Dataset records about object locations:
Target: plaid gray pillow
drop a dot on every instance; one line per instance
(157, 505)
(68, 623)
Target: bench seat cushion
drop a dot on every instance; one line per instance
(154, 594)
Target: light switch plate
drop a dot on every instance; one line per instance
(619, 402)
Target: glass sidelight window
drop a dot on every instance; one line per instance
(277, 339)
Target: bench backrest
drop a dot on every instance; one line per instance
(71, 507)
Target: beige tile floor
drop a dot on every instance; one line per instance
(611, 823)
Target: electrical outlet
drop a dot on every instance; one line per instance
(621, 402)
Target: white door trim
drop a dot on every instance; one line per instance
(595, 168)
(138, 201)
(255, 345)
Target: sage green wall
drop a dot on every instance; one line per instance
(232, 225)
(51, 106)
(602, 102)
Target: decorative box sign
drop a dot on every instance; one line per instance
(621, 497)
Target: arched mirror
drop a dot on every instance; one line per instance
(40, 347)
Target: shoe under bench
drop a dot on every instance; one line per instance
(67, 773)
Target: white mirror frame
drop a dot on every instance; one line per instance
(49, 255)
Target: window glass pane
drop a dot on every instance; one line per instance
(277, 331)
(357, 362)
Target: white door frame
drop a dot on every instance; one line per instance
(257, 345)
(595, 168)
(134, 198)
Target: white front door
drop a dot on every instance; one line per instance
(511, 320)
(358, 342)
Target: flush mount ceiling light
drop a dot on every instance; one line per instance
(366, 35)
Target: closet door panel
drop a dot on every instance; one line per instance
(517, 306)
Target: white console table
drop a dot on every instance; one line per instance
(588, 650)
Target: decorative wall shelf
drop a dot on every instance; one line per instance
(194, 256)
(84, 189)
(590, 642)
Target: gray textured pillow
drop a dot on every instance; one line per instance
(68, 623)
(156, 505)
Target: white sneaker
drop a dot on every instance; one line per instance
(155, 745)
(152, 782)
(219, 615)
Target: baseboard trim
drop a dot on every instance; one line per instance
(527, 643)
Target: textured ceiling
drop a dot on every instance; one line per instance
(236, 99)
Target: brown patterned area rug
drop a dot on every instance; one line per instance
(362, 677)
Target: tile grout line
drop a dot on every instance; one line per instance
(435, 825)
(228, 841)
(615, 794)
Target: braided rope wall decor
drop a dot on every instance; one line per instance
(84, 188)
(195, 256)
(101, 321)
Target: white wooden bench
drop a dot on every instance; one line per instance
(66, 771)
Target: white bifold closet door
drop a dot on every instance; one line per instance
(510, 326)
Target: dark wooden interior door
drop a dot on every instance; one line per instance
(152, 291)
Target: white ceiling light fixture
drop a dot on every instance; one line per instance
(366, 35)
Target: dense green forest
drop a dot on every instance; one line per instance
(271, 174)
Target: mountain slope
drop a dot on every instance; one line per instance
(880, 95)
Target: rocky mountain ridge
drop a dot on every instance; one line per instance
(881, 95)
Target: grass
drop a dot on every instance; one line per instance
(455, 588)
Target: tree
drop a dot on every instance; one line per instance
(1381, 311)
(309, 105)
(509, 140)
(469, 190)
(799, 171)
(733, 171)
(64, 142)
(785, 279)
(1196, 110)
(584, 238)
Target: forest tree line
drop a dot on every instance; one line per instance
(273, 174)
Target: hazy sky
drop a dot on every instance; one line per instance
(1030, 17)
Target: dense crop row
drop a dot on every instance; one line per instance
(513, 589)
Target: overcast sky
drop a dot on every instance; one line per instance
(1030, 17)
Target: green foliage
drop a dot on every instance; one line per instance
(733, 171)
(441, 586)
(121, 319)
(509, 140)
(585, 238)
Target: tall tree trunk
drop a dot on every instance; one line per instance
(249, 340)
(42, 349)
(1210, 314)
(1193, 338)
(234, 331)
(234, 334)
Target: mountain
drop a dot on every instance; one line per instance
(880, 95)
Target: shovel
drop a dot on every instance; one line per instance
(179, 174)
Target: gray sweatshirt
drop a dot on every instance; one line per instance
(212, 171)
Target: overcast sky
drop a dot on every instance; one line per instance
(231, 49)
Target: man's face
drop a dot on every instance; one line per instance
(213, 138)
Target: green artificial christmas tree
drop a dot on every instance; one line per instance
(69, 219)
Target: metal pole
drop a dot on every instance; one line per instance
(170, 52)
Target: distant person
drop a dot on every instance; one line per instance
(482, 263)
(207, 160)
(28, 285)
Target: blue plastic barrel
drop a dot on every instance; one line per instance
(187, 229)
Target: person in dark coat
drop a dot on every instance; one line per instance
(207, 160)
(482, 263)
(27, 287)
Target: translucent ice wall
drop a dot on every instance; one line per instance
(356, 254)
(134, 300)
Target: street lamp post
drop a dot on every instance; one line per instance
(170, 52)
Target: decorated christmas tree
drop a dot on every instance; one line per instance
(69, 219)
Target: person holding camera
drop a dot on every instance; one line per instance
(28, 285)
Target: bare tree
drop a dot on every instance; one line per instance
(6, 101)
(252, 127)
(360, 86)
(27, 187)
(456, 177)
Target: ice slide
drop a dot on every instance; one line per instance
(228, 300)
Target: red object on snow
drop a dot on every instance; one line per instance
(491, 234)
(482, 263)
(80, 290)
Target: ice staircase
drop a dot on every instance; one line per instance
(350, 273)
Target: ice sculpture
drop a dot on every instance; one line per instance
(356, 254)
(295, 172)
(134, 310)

* _EXERCISE AIM_: Each entry is to be returned in full, character for character.

* _ANSWER TO THIS EXERCISE_:
Target: plaid gray pillow
drop a dot on every instance; one line per instance
(157, 505)
(68, 623)
Target: bench seat cushion
drop a dot on every instance; one line per instance
(154, 594)
Target: light switch plate
drop a dot on every instance; one line per instance
(619, 402)
Target: glass sidelight window
drop a dot on every instance; one line per instance
(277, 339)
Target: bench backrest
drop a dot on every instance; one line per instance
(71, 507)
Target: beige tile floor
drop a dot on every instance; one line per instance
(611, 823)
Target: electrical outlet
drop a dot on every instance; one line per instance
(621, 402)
Target: white door trim
drop a dot on every instance; one line per instance
(595, 168)
(138, 201)
(255, 345)
Target: sage green wall
drop a dot on every instance; one line per instance
(232, 225)
(51, 106)
(602, 102)
Target: decorative box sign
drop a dot on every instance; one line per instance
(621, 497)
Target: arched mirror
drop a dot on every instance; one line per instance
(40, 347)
Target: shoe under bench
drop a dot on every instance; one line per instance
(67, 773)
Target: white mirror frame
drop a dot on every instance; one line per instance
(49, 255)
Target: window glass pane
drop a dot on every instance; one line per instance
(277, 331)
(357, 362)
Target: white door frame
drop a dot on every instance; one line per instance
(257, 345)
(595, 168)
(134, 198)
Target: white front door
drop a dot on every instance; one line per instance
(511, 320)
(358, 342)
Target: flush mount ceiling light
drop a dot on every instance; one line per instance
(366, 35)
Target: closet door panel
drop a dot on every instance; one line per instance
(517, 306)
Target: white console table
drop a dot on every instance; one line per instance
(588, 650)
Target: decorative wall shelf
drop a dot on every instance; one line per instance
(194, 256)
(84, 189)
(590, 642)
Target: gray textured pillow
drop a dot on every instance; one line per instance
(68, 623)
(156, 505)
Target: white sneaker
drop a dot on every instance; one line per instance
(155, 745)
(152, 782)
(219, 615)
Target: baseboard trim
drop a dot on every instance; one line per instance
(527, 643)
Target: textured ceiling
drop a dot on every instance; one line per instance
(236, 99)
Target: brown patterned area rug
drop a dot on every instance; one line per instance
(362, 677)
Target: tile grout line
drop a dot on every instance; one line per instance
(435, 825)
(228, 841)
(615, 794)
Target: braided rope wall decor
drop a dot on every instance; one line per instance
(84, 188)
(195, 256)
(101, 321)
Target: white wooden bench
drop a dot on every instance; one line per instance
(66, 771)
Target: white bifold closet door
drop a dot on every instance; one line per instance
(510, 326)
Target: dark wooden interior door
drop a dot on every instance; one line per instance
(152, 291)
Target: white ceiling light fixture
drop a dot on every instance; one line per instance
(366, 35)
Target: dense green forest
drop a dot on every instance; one line per instance
(271, 174)
Target: mountain slope
drop a dot on every instance; one line per instance
(880, 95)
Target: rocky mountain ridge
drop a dot on every instance; one line per instance
(881, 95)
Target: grass
drop a dot on every instance; one line per instance
(455, 588)
Target: tree
drop a dot on every instance; one line per instance
(1381, 311)
(309, 105)
(509, 140)
(469, 190)
(799, 171)
(733, 171)
(64, 142)
(785, 279)
(1196, 110)
(584, 238)
Target: forest tree line
drop a dot on every instance; one line per instance
(273, 174)
Target: hazy sky
drop a dot on every instance; one line per instance
(1030, 17)
Target: dense crop row
drop a dot on every instance; one line per instance
(513, 589)
Target: overcast sky
drop a dot on every instance; one line per instance
(1030, 17)
Target: green foliage
drop a dot on every instance; one line per instance
(733, 171)
(441, 586)
(121, 319)
(509, 140)
(585, 238)
Target: tall tree trunk
drop a dot on every instance; one line per instance
(249, 340)
(42, 349)
(1210, 314)
(1193, 338)
(234, 331)
(234, 334)
Target: mountain
drop a dot on every instance; one line per instance
(880, 95)
Target: shovel
drop a dot on every instance; one line per instance
(179, 174)
Target: gray sweatshirt
drop a dot on every instance; one line per instance
(212, 171)
Target: overcast sky
drop a dot on every instance; one line per instance
(231, 49)
Target: man's face
drop a dot on every instance; one line per instance
(213, 138)
Target: green artificial christmas tree
drop a dot on every instance; one line per instance
(69, 219)
Target: metal pole
drop a dot on every instance; one line per instance
(170, 52)
Target: distant person
drop a dot on every instance; one line per instance
(482, 263)
(207, 160)
(28, 285)
Target: blue plastic barrel
drop a dot on every instance; one line per instance
(187, 229)
Target: person in dark coat
drop a dot on every instance; one line per instance
(207, 160)
(482, 263)
(27, 287)
Target: translucent ice wall
drop a dot on every instance; one line per instance
(356, 254)
(134, 300)
Target: street lamp post
drop a dot on every instance; one line per instance
(170, 52)
Target: decorated christmas tree
drop a dot on every instance; one line per instance
(69, 219)
Target: person holding camera
drop a dot on every instance; one line per instance
(28, 285)
Target: bare tree
drop a dot on every instance; one line per instance
(6, 101)
(252, 127)
(360, 86)
(27, 187)
(456, 177)
Target: ice slide
drop a dot on every instance; one line per instance
(228, 300)
Target: red object on snow
drop a dot on every instance; one line per instance
(491, 234)
(482, 263)
(80, 290)
Target: ice staircase
drop a dot on every instance; one line per instance
(350, 273)
Target: ice sculpture
drop a dot on every instance; one line per instance
(356, 254)
(295, 172)
(134, 310)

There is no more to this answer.